- _What the task requires_:
For the data below, give again exactly the lines from the one containing "Target: paved road" through the one containing "[(404, 255), (155, 244), (57, 111)]", both ends included, and no others.

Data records

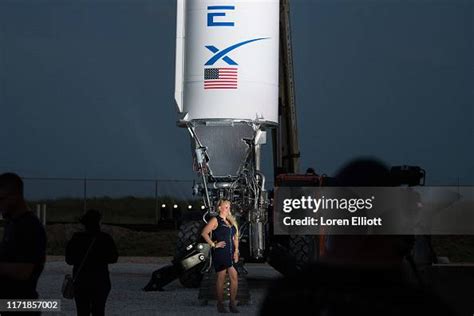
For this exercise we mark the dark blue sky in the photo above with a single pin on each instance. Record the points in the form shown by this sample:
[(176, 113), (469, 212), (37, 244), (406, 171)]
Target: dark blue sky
[(86, 87)]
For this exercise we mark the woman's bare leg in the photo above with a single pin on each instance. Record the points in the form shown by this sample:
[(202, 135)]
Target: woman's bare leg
[(234, 279), (220, 288)]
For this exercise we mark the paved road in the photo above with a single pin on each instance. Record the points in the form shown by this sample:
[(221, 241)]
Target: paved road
[(126, 297)]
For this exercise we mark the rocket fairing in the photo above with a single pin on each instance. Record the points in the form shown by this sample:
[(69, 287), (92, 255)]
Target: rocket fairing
[(227, 60)]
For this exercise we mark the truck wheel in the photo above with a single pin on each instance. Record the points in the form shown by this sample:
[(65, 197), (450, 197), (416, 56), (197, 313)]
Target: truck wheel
[(189, 232), (303, 249)]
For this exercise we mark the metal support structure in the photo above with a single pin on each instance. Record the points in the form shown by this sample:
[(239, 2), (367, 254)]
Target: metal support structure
[(286, 151)]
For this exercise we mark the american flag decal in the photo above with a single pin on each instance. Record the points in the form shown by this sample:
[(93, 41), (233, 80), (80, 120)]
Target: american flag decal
[(220, 78)]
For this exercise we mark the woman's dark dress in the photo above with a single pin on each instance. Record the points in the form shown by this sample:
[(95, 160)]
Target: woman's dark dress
[(222, 258)]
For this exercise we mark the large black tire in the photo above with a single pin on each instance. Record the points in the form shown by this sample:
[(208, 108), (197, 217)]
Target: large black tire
[(303, 250), (189, 232)]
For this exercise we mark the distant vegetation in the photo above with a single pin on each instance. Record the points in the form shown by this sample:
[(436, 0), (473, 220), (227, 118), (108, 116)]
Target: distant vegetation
[(126, 210)]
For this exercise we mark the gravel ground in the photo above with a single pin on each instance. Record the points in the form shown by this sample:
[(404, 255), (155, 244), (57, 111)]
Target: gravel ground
[(129, 275)]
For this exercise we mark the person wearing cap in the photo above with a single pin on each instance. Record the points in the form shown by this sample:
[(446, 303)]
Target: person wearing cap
[(90, 252), (23, 246)]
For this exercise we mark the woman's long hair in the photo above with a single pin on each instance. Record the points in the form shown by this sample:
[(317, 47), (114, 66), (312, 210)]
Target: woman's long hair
[(230, 218)]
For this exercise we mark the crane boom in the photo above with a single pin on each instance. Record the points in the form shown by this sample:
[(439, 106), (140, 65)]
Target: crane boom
[(286, 151)]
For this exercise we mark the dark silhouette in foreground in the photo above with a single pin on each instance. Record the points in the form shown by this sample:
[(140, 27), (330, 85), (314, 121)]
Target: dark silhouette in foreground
[(23, 246), (92, 284)]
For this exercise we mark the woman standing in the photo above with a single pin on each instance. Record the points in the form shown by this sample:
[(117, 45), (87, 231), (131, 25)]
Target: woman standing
[(225, 232), (90, 252)]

- _Response below_:
Target: paved road
[(126, 297)]
For this exercise we mark the rocket fairing in the photo above with a single pin on each instance. Record the points in the form shown by this sample:
[(69, 287), (92, 255)]
Target: rocket fairing
[(227, 60)]
For this exercise we mark the truck wheel in the photo above with a single pin on each instance. Record the points in the form shown by this sample:
[(65, 197), (450, 197), (416, 56), (197, 313)]
Target: truck wheel
[(189, 232), (303, 249)]
For this exercise we mark the metal support structure in the photo above with a single pin on each instance. Record the points in the form shown by this sample:
[(239, 2), (367, 254)]
Target: metal support structure
[(286, 151)]
For this exercise we mark the american flag decal in the photo above with a single pin on each instance. Record the points in the form shown by this sample:
[(93, 41), (233, 80), (80, 120)]
Target: american flag decal
[(220, 78)]
For this exercise we mark the woman's dark dress in the photo above with a single pin on each instance. Record the points in the form shown by this sample:
[(95, 160)]
Target: woman's dark dress
[(222, 258)]
For this exercise we mark the large black tire in the photo above with a single pin on each instance. Record the points in the form shown by this sample:
[(208, 108), (197, 217)]
Target: large black tire
[(303, 250), (189, 232)]
For this exercise we mark the distant vegetation in the photo above with a single pin on each instance. Record the points in the form shown by this sample:
[(436, 0), (473, 220), (227, 118), (108, 116)]
Target: distant vegetation
[(126, 210)]
For this exercise we mark the gravel ground in the photo above with a single pin on each instance. Record the points in the form shown by this sample:
[(404, 255), (155, 244), (57, 111)]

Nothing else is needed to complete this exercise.